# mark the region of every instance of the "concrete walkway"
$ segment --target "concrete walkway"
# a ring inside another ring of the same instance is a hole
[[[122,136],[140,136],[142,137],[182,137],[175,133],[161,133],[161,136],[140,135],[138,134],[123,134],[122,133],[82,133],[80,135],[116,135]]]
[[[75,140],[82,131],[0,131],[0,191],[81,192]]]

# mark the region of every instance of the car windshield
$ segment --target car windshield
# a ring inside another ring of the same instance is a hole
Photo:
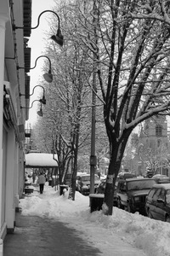
[[[140,190],[150,189],[156,183],[155,180],[147,179],[147,180],[134,180],[128,182],[128,190]]]

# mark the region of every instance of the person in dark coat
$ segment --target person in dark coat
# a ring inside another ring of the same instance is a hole
[[[37,178],[37,184],[39,184],[39,187],[40,187],[40,194],[43,193],[43,188],[44,188],[45,182],[46,182],[46,178],[43,176],[43,174],[41,173]]]

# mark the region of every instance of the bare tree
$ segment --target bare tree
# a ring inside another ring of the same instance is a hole
[[[82,25],[77,37],[82,45],[88,47],[88,56],[94,60],[94,53],[96,55],[110,143],[105,212],[111,215],[115,182],[131,132],[151,116],[169,114],[170,3],[163,0],[94,2],[95,11],[88,4],[85,14],[82,6],[88,2],[76,1],[76,24]],[[86,27],[83,19],[87,19]]]

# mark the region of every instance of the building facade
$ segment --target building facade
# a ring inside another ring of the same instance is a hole
[[[140,131],[135,161],[138,174],[169,173],[169,141],[165,116],[157,115],[146,119]]]
[[[0,239],[13,232],[24,189],[31,0],[0,1]],[[17,28],[17,26],[25,27]],[[22,68],[20,68],[22,67]],[[24,94],[25,96],[20,96]]]

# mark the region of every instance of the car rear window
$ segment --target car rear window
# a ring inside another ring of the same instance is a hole
[[[156,181],[153,179],[129,181],[128,182],[128,190],[147,189],[151,189],[155,183]]]
[[[155,188],[151,189],[151,190],[148,194],[148,197],[151,198],[155,192],[156,192],[156,189]]]

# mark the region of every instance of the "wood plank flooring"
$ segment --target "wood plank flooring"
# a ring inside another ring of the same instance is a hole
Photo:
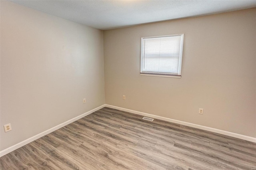
[[[0,158],[1,170],[256,170],[256,144],[105,107]]]

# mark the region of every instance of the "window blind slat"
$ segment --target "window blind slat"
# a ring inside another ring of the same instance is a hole
[[[183,34],[142,38],[141,72],[180,75],[183,39]]]

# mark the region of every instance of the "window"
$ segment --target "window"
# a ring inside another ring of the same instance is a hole
[[[141,75],[180,77],[184,36],[141,38]]]

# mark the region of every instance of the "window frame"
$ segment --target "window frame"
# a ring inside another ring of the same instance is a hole
[[[142,45],[143,45],[143,40],[145,39],[148,39],[148,38],[157,39],[158,38],[163,38],[163,37],[173,37],[173,36],[180,36],[181,37],[181,40],[180,40],[180,56],[179,56],[179,60],[178,70],[178,73],[173,74],[173,73],[170,73],[170,74],[168,74],[167,73],[164,73],[164,72],[154,72],[154,71],[152,71],[152,72],[143,71],[142,71],[142,66],[143,66],[142,58],[144,56],[142,56],[143,49]],[[166,36],[152,36],[152,37],[146,37],[141,38],[141,47],[140,47],[141,48],[140,72],[140,75],[163,77],[173,77],[173,78],[181,78],[184,42],[184,34],[169,35],[166,35]]]

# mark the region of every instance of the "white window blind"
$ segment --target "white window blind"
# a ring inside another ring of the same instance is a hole
[[[142,38],[140,73],[181,75],[184,35]]]

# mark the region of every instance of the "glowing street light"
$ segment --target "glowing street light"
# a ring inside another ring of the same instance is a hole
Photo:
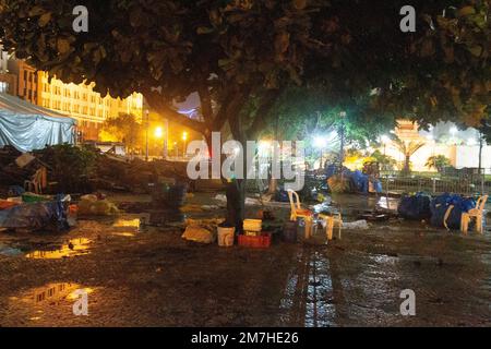
[[[163,130],[163,128],[160,128],[160,127],[157,127],[156,129],[155,129],[155,137],[156,139],[161,139],[163,137],[163,135],[164,135],[164,130]]]
[[[325,148],[327,146],[327,140],[323,136],[316,135],[313,139],[313,146],[316,148]]]
[[[387,149],[387,143],[391,142],[391,139],[388,137],[388,135],[383,134],[383,135],[380,137],[380,141],[381,141],[382,144],[384,145],[384,156],[385,156],[385,153],[386,153],[386,149]]]
[[[182,141],[184,142],[182,144],[182,157],[185,157],[185,141],[188,141],[188,132],[182,132]]]

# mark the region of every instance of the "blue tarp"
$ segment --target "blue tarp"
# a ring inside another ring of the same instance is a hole
[[[476,201],[456,194],[442,194],[431,201],[431,225],[460,229],[462,214],[476,207]],[[445,219],[445,216],[446,219]]]
[[[12,145],[25,153],[46,145],[73,144],[75,124],[72,118],[0,94],[0,148]]]
[[[406,195],[400,198],[397,205],[397,213],[400,217],[409,220],[423,220],[431,218],[431,197],[424,193]]]

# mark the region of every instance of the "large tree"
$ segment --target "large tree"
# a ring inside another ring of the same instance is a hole
[[[79,4],[88,33],[72,29]],[[406,4],[415,33],[399,28]],[[370,97],[363,118],[478,124],[491,88],[488,17],[489,0],[0,0],[2,43],[19,58],[103,94],[141,92],[208,141],[226,123],[239,142],[254,139],[291,84],[322,85],[340,108]],[[172,107],[192,92],[203,121]]]

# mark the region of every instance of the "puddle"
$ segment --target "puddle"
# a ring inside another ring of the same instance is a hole
[[[125,227],[132,227],[132,228],[139,228],[140,227],[140,218],[133,218],[133,219],[117,219],[112,227],[116,228],[125,228]]]
[[[52,282],[32,288],[9,298],[9,313],[21,315],[32,322],[70,315],[73,312],[73,303],[80,299],[76,292],[80,290],[87,294],[94,292],[93,288],[75,282]]]
[[[323,253],[306,249],[298,255],[298,263],[280,301],[282,325],[334,326],[336,308],[328,260]]]
[[[57,250],[38,250],[27,253],[25,256],[27,258],[34,260],[59,260],[65,257],[74,257],[79,255],[85,255],[89,252],[89,244],[92,240],[80,238],[72,239],[68,243],[62,244],[60,249]]]
[[[397,205],[399,204],[398,198],[382,196],[376,206],[384,209],[397,210]]]
[[[19,249],[14,249],[14,248],[10,248],[8,245],[1,244],[0,243],[0,255],[4,255],[8,257],[13,257],[16,255],[21,255],[22,251]]]

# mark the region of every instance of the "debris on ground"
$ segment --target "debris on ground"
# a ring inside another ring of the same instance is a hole
[[[212,243],[216,241],[215,230],[202,226],[188,226],[182,234],[182,239],[201,243]]]
[[[107,198],[89,194],[81,197],[77,214],[80,216],[112,216],[119,214],[119,209]]]
[[[367,220],[364,220],[364,219],[343,222],[343,229],[367,230],[370,227],[369,227]]]
[[[67,219],[69,204],[69,195],[58,195],[53,201],[23,203],[2,209],[0,210],[0,228],[67,231],[70,229]]]
[[[409,220],[430,219],[431,196],[424,193],[417,193],[416,195],[405,195],[400,198],[397,206],[397,213],[402,218]]]

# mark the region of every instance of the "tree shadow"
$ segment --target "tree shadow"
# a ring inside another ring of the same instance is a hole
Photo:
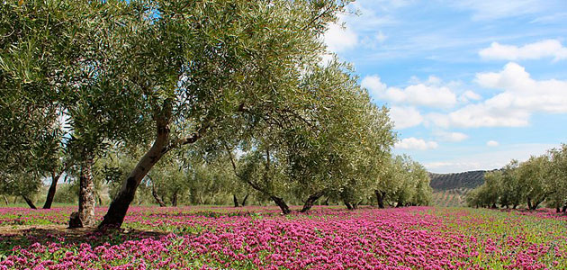
[[[125,241],[143,238],[160,238],[168,235],[166,231],[111,229],[99,230],[96,228],[68,229],[66,226],[11,226],[0,229],[0,256],[12,255],[16,247],[23,248],[40,243],[61,246],[88,244],[92,248],[103,245],[120,245]]]

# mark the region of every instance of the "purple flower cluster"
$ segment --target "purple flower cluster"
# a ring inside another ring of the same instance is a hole
[[[428,207],[355,212],[318,207],[284,217],[273,208],[238,211],[136,208],[126,227],[153,229],[160,235],[140,233],[100,245],[87,243],[109,236],[89,234],[83,243],[54,236],[52,241],[7,251],[0,269],[567,267],[565,220],[546,214]],[[30,213],[32,220],[48,217],[58,222],[55,213]]]

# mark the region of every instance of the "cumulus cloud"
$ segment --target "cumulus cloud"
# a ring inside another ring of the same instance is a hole
[[[470,101],[481,100],[482,98],[482,97],[480,94],[471,90],[465,91],[464,93],[461,94],[461,95],[459,95],[459,101],[462,103],[468,103]]]
[[[460,0],[451,3],[461,9],[473,11],[472,19],[474,20],[494,20],[537,14],[550,7],[547,3],[537,0]]]
[[[485,59],[517,61],[552,58],[558,61],[567,58],[567,47],[557,40],[544,40],[521,47],[492,42],[490,47],[479,51],[479,55]]]
[[[390,118],[393,121],[396,130],[414,127],[423,122],[423,116],[414,107],[392,106]]]
[[[368,89],[373,97],[394,104],[451,108],[457,103],[456,94],[435,76],[429,77],[427,82],[416,82],[405,88],[388,87],[375,75],[365,76],[361,85]]]
[[[500,72],[480,73],[479,86],[500,93],[448,114],[429,113],[428,122],[440,127],[521,127],[532,113],[567,113],[567,81],[535,80],[526,69],[508,63]]]
[[[496,140],[489,140],[489,141],[486,142],[486,145],[493,148],[493,147],[499,146],[500,143],[498,143],[498,141],[496,141]]]
[[[396,142],[394,148],[398,149],[416,149],[416,150],[428,150],[435,149],[438,147],[436,141],[426,141],[423,139],[417,139],[414,137],[402,139]]]
[[[437,131],[434,133],[438,140],[443,141],[459,142],[469,139],[469,136],[461,132]]]
[[[328,50],[339,53],[356,47],[358,35],[345,23],[342,17],[339,17],[337,23],[328,25],[324,40]]]

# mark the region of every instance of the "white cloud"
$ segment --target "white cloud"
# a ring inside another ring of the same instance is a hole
=====
SHORT EXERCISE
Copy out the rows from the very first line through the line containing "[[[75,140],[82,131],[0,131],[0,191],[81,192]]]", replacing "concrete walkway" with "paved sidewalk" and changing nothing else.

SOLUTION FOR THIS TASK
# mark the region of every instance of the "paved sidewalk"
$ segment --target "paved sidewalk"
# a ring inside another ring of the same instance is a hole
[[[122,136],[140,136],[142,137],[182,137],[175,133],[161,133],[161,136],[140,135],[138,134],[123,134],[122,133],[82,133],[80,135],[116,135]]]
[[[75,140],[82,131],[0,131],[0,191],[81,192]]]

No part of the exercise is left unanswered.